_Do this_: Copy every record word for word.

_Material shown_:
++++++++

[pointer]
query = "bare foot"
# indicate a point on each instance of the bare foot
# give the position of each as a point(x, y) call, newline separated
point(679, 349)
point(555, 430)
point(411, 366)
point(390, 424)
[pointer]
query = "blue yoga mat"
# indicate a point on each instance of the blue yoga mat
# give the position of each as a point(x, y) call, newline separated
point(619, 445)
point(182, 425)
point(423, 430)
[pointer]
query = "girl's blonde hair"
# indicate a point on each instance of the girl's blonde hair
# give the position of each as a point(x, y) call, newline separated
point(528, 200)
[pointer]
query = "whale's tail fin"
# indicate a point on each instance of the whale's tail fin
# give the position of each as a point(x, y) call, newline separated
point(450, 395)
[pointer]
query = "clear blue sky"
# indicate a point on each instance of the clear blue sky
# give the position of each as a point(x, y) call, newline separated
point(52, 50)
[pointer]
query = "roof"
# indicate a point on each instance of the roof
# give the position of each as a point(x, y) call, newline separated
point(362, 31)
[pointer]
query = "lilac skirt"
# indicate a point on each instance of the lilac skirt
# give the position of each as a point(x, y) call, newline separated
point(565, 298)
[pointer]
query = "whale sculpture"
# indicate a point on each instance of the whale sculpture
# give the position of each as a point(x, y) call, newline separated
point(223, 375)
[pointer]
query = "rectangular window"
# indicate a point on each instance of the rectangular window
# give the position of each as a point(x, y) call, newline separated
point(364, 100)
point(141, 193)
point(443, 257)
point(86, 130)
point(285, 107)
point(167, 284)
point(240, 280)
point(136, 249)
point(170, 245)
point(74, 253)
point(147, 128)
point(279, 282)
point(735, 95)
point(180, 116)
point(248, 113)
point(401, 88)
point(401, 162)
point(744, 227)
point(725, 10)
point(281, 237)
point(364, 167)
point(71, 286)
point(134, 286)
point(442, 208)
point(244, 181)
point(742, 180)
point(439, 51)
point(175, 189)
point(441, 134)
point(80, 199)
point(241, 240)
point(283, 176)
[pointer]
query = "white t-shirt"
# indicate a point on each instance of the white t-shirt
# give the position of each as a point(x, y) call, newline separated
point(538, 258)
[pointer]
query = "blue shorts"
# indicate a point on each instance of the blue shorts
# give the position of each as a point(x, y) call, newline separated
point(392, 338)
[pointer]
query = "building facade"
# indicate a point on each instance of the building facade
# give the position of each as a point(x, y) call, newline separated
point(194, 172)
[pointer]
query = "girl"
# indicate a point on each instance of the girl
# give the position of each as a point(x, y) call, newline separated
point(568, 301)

++++++++

_Response below_:
[pointer]
query = "bare foot"
# indicate a point on each instance of the bare foot
# give the position of each as a point(x, y) call, newline separated
point(679, 349)
point(555, 430)
point(411, 366)
point(390, 424)
[pointer]
query = "blue yoga mat"
# indicate a point on each instance of the blue yoga mat
# give the position of each as a point(x, y) call, newline separated
point(619, 445)
point(182, 425)
point(423, 430)
[pointer]
query = "girl's blonde hair"
# indicate a point on each instance of the girl's blonde hair
# give the position of each as a point(x, y) call, newline separated
point(528, 200)
[pointer]
query = "whale's tail fin"
# indicate a point on each instance of the whale's tail fin
# give the position of each as a point(x, y) call, newline separated
point(450, 395)
[pointer]
query = "clear blue sky"
# indicate a point on each instance of the clear blue sky
# give the position of each as a point(x, y) call, newline separated
point(52, 50)
[pointer]
query = "roof"
# indicate a point on each instance of the roof
# give the position of each as a point(x, y) call, newline separated
point(362, 31)
[pointer]
query = "lilac skirt"
# indicate a point on each instance of the lilac skirt
# give the position of each as a point(x, y) call, newline separated
point(565, 298)
[pointer]
query = "whale sculpture"
# indicate a point on each instance of the whale sculpture
# give the position of each as a point(x, y) call, newline separated
point(223, 375)
[pointer]
query = "rectangular window"
# indicate a point on each instance of the rectangular window
# give the position of each as a point(x, y) call, newline separated
point(364, 100)
point(141, 193)
point(443, 257)
point(86, 130)
point(285, 107)
point(167, 284)
point(240, 280)
point(136, 249)
point(170, 245)
point(74, 253)
point(147, 128)
point(279, 282)
point(735, 95)
point(180, 116)
point(248, 113)
point(401, 88)
point(401, 162)
point(744, 227)
point(725, 10)
point(281, 237)
point(364, 167)
point(71, 286)
point(134, 286)
point(442, 208)
point(244, 181)
point(742, 180)
point(439, 51)
point(175, 189)
point(441, 134)
point(80, 199)
point(241, 240)
point(283, 176)
[pointer]
query = "white t-shirt"
# indicate a point on each instance of the white t-shirt
# give the position of each as a point(x, y) call, newline separated
point(538, 258)
[pointer]
query = "blue shorts"
# indicate a point on each instance of the blue shorts
# give the position of each as a point(x, y) call, newline separated
point(392, 338)
[pointer]
query = "building facade"
# indicate a point on each instance of the building facade
# give the position of each as a point(x, y) call, newline separated
point(194, 172)
[pointer]
query = "girl"
# indicate a point on each instance of the girl
# give the position of each as a point(x, y) call, newline separated
point(568, 301)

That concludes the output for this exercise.